STUDY TEXT.
● ● ● ● ● ● ●

One of the most fun aspects of National Novel Writing Month is you don’t do it alone. The instigators of NaNoWriMo encourage writers to meet during the month of November and write together in libraries and coffee shops and book stores, both to have the camaraderie and to showcase the fact you’re writers, writing.
The country is divided into regions, and my region, Shenandoah Valley Wrimos, is quite active. We’ve had some great on-line write-ins, but the best was today’s face-to-face meet-up at Panera in Harrisonburg, VA. Fellow Shenandoah Valley Wrimos Allison Garcia, Rebekah Postupak, Susan Warren Utley, Margaret Locke, and myself did word sprints (there were prizes), had some great food, and talked writing, writing, and more writing. I only got around 700 words done, but the company made the event.
Back home, I added around 2,900 more words for today’s total of 3,630 and one more chapter written and finished–Chapter 28, The Bad Guy. Here’s an excerpt–and a warning here, for it refers to someone planning a rape and murder.
Burkholder threaded his way amid the makeshift tent city, his boots quiet in the sand. When he reached the tent he wanted, he saw the light still on inside. He took up a spot where he could watch without being seen or challenged by any patrol. Even if he were, his ID and passes were in order. He was one of the construction workers, and he couldn’t sleep, just going for a walk.

● ● ● ● ● ● ●

EXERCISE 1.
Rewrite the NaNoWriMo post between "Back home, I" and "for a walk.", inclusive, swapping "sand" for "gravel".
EXERCISE 2.
Pick up the NaNoWriMo post's story excerpt and keep writing from the point where it ends.
The entries that come next have nothing to do with the NaNoWriMo post.

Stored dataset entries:
● ● ● ● ● ● ●

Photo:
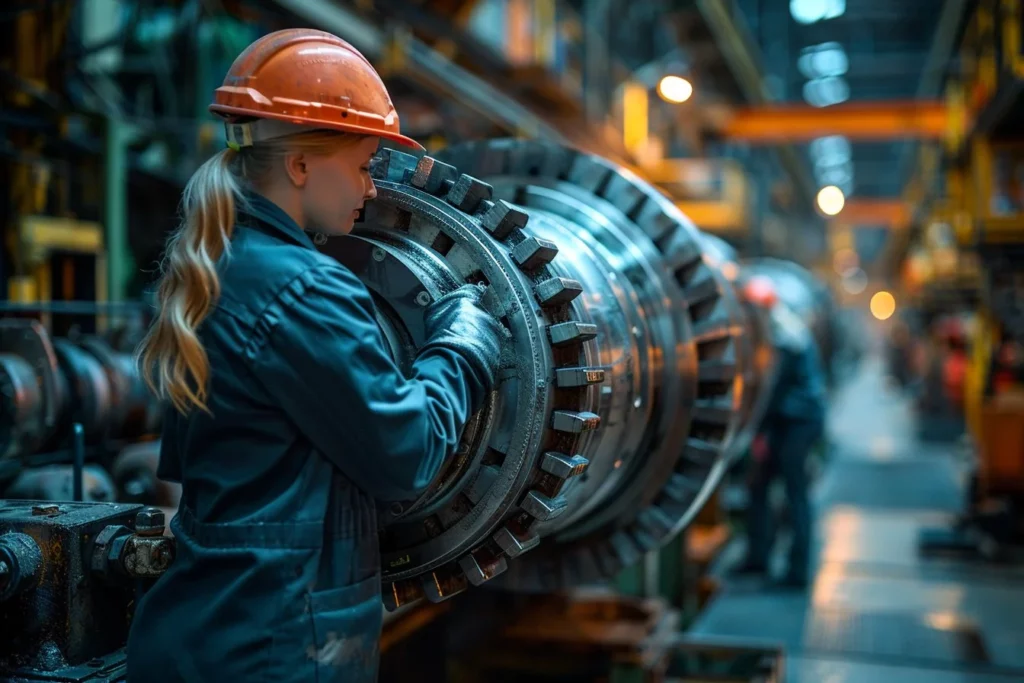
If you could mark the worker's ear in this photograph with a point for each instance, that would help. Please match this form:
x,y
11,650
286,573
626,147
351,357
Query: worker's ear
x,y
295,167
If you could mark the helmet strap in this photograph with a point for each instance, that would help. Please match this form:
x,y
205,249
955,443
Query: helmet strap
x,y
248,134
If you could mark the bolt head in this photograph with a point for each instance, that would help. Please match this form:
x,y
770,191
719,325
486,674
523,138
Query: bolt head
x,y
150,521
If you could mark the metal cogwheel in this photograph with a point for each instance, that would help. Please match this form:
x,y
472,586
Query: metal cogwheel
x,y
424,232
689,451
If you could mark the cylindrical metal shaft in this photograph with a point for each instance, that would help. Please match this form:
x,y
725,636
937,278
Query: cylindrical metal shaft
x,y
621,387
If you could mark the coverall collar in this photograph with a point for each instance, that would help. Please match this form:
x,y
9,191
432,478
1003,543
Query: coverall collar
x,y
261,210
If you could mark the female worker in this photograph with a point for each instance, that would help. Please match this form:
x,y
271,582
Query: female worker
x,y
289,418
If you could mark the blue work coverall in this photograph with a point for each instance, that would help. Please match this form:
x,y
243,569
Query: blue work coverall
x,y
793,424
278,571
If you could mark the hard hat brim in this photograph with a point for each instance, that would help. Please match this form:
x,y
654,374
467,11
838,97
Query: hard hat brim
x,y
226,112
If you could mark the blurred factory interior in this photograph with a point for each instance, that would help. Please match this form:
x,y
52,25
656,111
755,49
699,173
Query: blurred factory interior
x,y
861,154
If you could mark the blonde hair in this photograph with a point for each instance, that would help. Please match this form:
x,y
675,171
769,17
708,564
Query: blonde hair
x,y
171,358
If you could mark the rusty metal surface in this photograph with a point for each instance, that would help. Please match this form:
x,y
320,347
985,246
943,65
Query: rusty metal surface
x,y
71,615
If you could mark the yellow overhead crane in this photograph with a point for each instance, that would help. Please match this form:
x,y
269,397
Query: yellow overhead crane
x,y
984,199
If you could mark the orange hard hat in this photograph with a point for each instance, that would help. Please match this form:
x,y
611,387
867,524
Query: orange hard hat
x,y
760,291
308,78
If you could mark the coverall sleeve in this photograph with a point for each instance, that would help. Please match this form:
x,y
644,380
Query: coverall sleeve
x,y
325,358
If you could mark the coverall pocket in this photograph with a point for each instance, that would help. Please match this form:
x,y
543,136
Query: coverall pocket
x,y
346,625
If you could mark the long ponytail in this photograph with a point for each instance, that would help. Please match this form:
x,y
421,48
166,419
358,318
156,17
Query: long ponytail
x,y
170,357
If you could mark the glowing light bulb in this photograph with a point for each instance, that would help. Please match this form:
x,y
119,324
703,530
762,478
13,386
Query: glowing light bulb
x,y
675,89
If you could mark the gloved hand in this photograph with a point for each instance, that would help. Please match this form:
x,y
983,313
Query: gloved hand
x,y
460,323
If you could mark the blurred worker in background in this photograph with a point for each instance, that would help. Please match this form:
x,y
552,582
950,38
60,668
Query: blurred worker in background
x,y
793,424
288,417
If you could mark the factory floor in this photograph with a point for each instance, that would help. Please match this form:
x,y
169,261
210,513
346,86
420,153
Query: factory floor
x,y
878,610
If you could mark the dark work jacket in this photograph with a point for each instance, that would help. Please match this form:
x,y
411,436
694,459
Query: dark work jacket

● ● ● ● ● ● ●

EXPECTED OUTPUT 1.
Back home, I added around 2,900 more words for today’s total of 3,630 and one more chapter written and finished–Chapter 28, The Bad Guy. Here’s an excerpt–and a warning here, for it refers to someone planning a rape and murder.
Burkholder threaded his way amid the makeshift tent city, his boots quiet in the gravel. When he reached the tent he wanted, he saw the light still on inside. He took up a spot where he could watch without being seen or challenged by any patrol. Even if he were, his ID and passes were in order. He was one of the construction workers, and he couldn’t sleep, just going for a walk.

EXPECTED OUTPUT 2.
Burkholder had been a sniper first in Delta Force, then discovered he liked close quarter killing better. There was something incredibly powerful about being able to look someone in the eye when you took his or her life. The eyes reflected such a panoply of emotions at that moment—denial, fear, bargaining, anger, acceptance, almost as if in those scant nanoseconds the victims went through all the stages of grief for the life Burkholder would end. Unlike some of his colleagues in Delta and now in Security Solutions, he had no qualms about the killing of women. Women were the best, the way they struggled, the way they seemed to offer him their bodies in exchange for their lives. He would take their lives and their bodies, too, sometimes as they were dying, sometimes after.
With Fisher, he wanted her alive when he had her, wanted her to feel her failure intensely as she died, his hands around her throat, his penis in her. He wished he had the time to tie and gag her, to make the rape last a while, but he’d have to be satisfied with a brief intensity, which could be just as satisfying in its own way. Too bad, too, he couldn’t have the light on to see her eyes, to see her realize she’d been conquered. For him, that was a powerful aphrodisiac, better than Viagra.
Her silhouette showed him she sat on her cot, writing—her report, no doubt on Dostun’s prisoners—but he could have infinite patience. He wouldn’t smoke, so there’d be no evidence with his DNA on it. His boots were like thousands of others in the immediate area, and he was careful not to touch anything. He saw the light go out and still he waited, for her to sleep deeply and soundly.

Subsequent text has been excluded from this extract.